— Begin —

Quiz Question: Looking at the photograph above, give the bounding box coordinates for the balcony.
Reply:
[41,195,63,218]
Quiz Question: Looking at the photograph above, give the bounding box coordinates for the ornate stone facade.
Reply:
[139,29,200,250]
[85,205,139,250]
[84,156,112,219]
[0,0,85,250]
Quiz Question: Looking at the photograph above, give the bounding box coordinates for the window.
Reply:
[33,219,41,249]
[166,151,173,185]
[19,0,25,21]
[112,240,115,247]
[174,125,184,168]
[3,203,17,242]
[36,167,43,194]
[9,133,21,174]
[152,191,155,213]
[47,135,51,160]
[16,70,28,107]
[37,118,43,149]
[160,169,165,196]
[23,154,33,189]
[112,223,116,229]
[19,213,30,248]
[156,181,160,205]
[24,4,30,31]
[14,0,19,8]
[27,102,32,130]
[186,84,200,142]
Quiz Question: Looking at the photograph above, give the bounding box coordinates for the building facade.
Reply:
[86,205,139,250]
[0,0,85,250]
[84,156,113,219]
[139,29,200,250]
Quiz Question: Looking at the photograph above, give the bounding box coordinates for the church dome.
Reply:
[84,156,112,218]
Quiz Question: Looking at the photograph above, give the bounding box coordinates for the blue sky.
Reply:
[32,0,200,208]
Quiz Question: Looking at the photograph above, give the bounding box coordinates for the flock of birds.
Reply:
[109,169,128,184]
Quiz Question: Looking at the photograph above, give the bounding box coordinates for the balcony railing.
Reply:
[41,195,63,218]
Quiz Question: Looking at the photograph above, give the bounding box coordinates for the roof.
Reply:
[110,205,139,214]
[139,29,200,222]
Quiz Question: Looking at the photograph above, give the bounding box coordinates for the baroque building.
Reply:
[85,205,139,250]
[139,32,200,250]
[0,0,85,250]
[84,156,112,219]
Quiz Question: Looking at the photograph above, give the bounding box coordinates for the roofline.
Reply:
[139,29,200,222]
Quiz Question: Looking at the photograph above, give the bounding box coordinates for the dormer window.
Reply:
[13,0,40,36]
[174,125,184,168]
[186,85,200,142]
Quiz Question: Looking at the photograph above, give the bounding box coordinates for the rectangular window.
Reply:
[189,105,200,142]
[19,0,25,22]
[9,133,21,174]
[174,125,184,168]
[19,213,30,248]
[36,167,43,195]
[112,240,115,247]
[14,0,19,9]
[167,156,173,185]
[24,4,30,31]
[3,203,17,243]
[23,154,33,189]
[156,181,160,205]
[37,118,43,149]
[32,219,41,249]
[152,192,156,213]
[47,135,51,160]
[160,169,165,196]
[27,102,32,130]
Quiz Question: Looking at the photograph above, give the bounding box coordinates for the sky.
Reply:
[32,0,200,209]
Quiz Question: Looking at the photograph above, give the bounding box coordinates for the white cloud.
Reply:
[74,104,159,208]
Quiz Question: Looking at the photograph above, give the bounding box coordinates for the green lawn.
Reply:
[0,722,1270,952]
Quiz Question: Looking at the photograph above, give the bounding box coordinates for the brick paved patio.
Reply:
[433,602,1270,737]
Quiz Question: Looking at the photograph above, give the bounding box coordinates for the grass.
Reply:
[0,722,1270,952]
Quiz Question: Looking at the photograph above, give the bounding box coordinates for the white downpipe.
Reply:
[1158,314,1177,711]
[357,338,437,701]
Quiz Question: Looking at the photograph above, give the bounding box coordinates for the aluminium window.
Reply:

— End —

## What is required
Please return every line in the records above that contains the string "facade", copying each one in full. Case counts.

## Completed exercise
Quiz Question: Looking at the photograph above, give the bounding box coordinates for the ornate stone facade.
Quiz Question: Looking at the photograph above, give the bounding box coordinates for the building facade.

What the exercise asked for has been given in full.